_Available records_
=== Section Start ===

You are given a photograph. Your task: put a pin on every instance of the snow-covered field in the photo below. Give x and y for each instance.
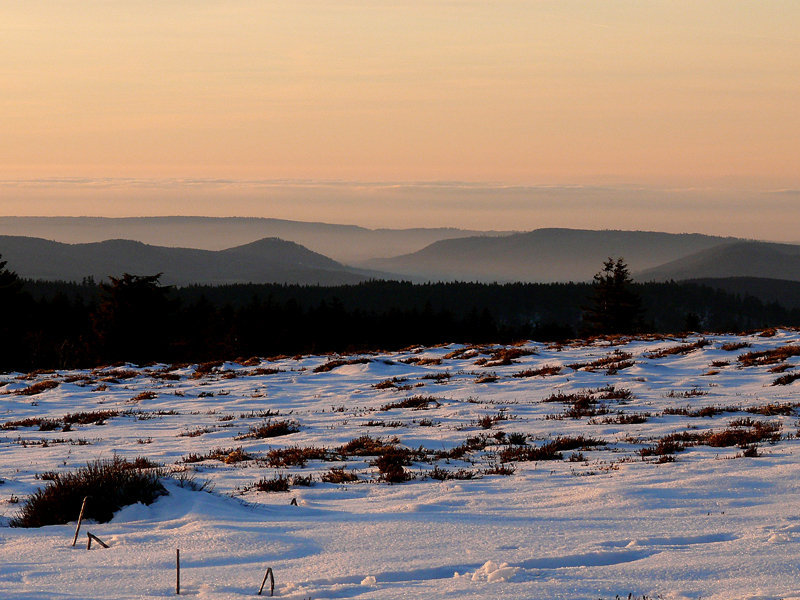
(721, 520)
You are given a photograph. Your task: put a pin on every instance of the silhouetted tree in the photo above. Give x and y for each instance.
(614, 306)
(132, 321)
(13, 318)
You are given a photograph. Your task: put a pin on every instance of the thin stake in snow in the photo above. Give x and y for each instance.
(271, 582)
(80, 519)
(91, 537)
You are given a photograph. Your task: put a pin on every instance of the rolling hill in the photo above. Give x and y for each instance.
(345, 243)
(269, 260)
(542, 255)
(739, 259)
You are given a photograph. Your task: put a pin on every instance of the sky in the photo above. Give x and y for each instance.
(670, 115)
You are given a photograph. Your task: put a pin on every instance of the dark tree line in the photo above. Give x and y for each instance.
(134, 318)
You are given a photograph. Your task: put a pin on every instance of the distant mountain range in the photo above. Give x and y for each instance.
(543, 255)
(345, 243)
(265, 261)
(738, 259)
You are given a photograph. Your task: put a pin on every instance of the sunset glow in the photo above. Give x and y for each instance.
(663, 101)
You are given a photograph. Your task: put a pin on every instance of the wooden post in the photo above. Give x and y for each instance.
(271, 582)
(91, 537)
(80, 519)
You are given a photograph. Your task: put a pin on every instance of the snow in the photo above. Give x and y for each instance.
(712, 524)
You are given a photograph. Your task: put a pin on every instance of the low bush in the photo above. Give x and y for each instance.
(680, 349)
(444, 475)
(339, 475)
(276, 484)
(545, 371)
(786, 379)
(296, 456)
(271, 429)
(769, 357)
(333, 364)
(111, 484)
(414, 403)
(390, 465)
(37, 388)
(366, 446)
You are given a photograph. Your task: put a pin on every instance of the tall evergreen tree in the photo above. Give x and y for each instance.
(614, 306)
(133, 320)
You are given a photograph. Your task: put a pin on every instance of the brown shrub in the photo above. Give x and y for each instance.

=== Section End ===
=== Section Start ===

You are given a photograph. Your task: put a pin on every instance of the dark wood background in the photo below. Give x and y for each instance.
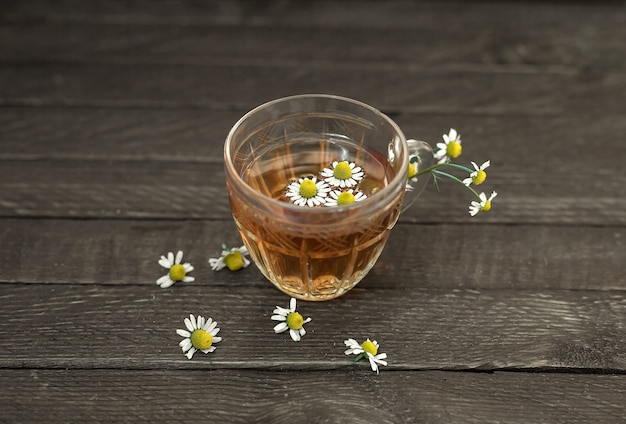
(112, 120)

=== Section End ===

_Exercise prompt_
Transcribe the records above from the line holding "the low bush" down to the line holding "of the brown", inclusive, without adding anything.

_Output for this exercise_
You are given a photograph. Your task: put a pin on every instance of the low bush in the photo above. Give x and y for each instance.
(680, 349)
(444, 475)
(339, 475)
(276, 484)
(545, 371)
(786, 379)
(296, 456)
(271, 429)
(769, 357)
(333, 364)
(111, 484)
(414, 403)
(390, 465)
(37, 388)
(366, 446)
You are given a photograph. Your task: put a pin on every instance of the tall evergreen tree in the photo above. Give x and y for each instance.
(614, 306)
(133, 320)
You are given a photograph. Your task: put a pin on every instance of the brown shrub in the photo above. Give x and y for each instance.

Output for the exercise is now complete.